WORK INSTRUCTIONS:
Write the next part of the passage on female genital mutilation, picking up after its final sentence.
#### SELECTED EXTRACT
We know that this horrendous practice is pandemic in the Middle East and Africa. Some claim that FGM is not an Islamic practice per se but is, rather, an African and tribal practice. Thus, FGM is practised in Muslim Africa (Egypt, Somalia, Sudan) but also in pagan and Christian Africa, as well as nations that are a mix of Christian and Muslim (Nigeria, Sierre Leone, Senegal, Zimbabwe, Kenya). It is also increasingly practised in Muslim Indonesia.

Recently, a photographer was present at the FGM “ceremonies” of four teenage Kenyan girls of the Potok tribe. They look terrified.  According to UNICEF, 91% of Egyptian women have been genitally mutilated.  The practice is supported by both women and men who view women as unclean and unmarriageable if they have not been “cut.” A number of brave and poignant memoirs have been written by women who have undergone this procedure. Dr. Nawal el-Sadawii, Ayaan Hirsi Ali, and Soraya Mire all come to mind.

But we also know that this practice flies under the radar in the West as well among immigrant communities, mainly from these regions. And we know that Western authorities have failed to stop it.

National Health Service data suggests that up to 170,000 women and girls living in the UK may have undergone female genital mutilation.

Last week, Detective Chief Supt Vanessa Jardine of Manchester stated that the genital mutilation (FGM) of girls in England should be treated as a form of “child abuse and not as a cultural issue.”
########
#### DATASET ENTRIES
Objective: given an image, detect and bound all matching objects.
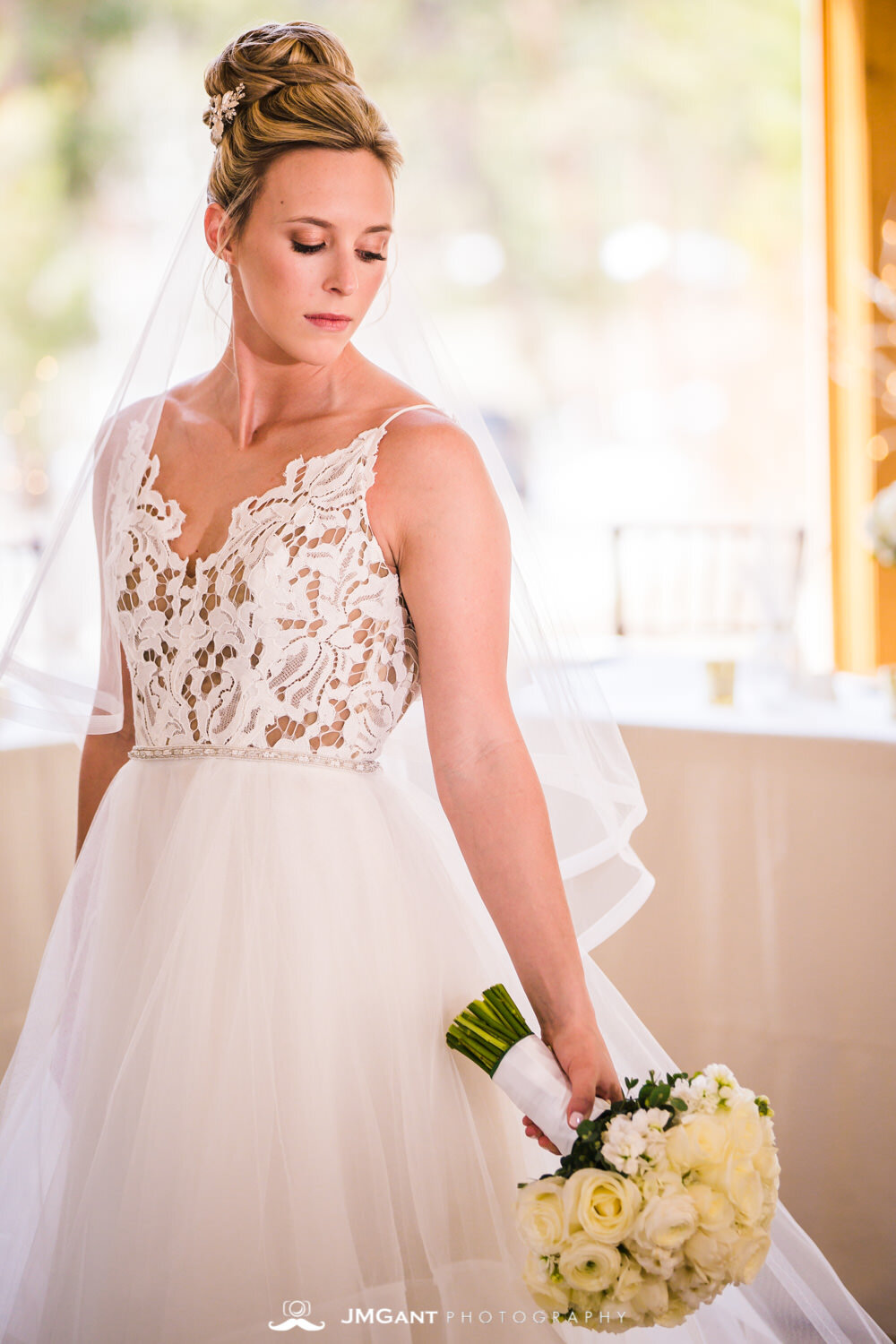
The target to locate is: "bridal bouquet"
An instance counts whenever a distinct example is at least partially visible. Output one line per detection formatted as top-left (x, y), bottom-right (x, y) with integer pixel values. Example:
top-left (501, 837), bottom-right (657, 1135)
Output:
top-left (446, 986), bottom-right (780, 1335)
########
ANSWER SPACE:
In other words, it is a crime and perpetrators should be prosecuted. It is not a tribal, ethnic, racial, or cultural issue to which Western law enforcement should continue to turn a politically correct blind eye. Jardine stated that “this is about protecting a child, not (about) being a racist.”

Recently, the British National Health Service documented “467 new cases of FGM in England.” Half live in London. Estimates suggest that “up to 170,000 women and girls living in the UK may have undergone FGM.”

FGM has been viewed as a violation of girls’ and women’s human rights by international treaties. This has changed nothing. UN Secretary Ban Ki-Moon has announced a global campaign to end this atrocity within a decade.

I doubt this will happen. A number of countries have banned FGM, including Egypt, in 1959 and again in 2008. It did not stop this practice.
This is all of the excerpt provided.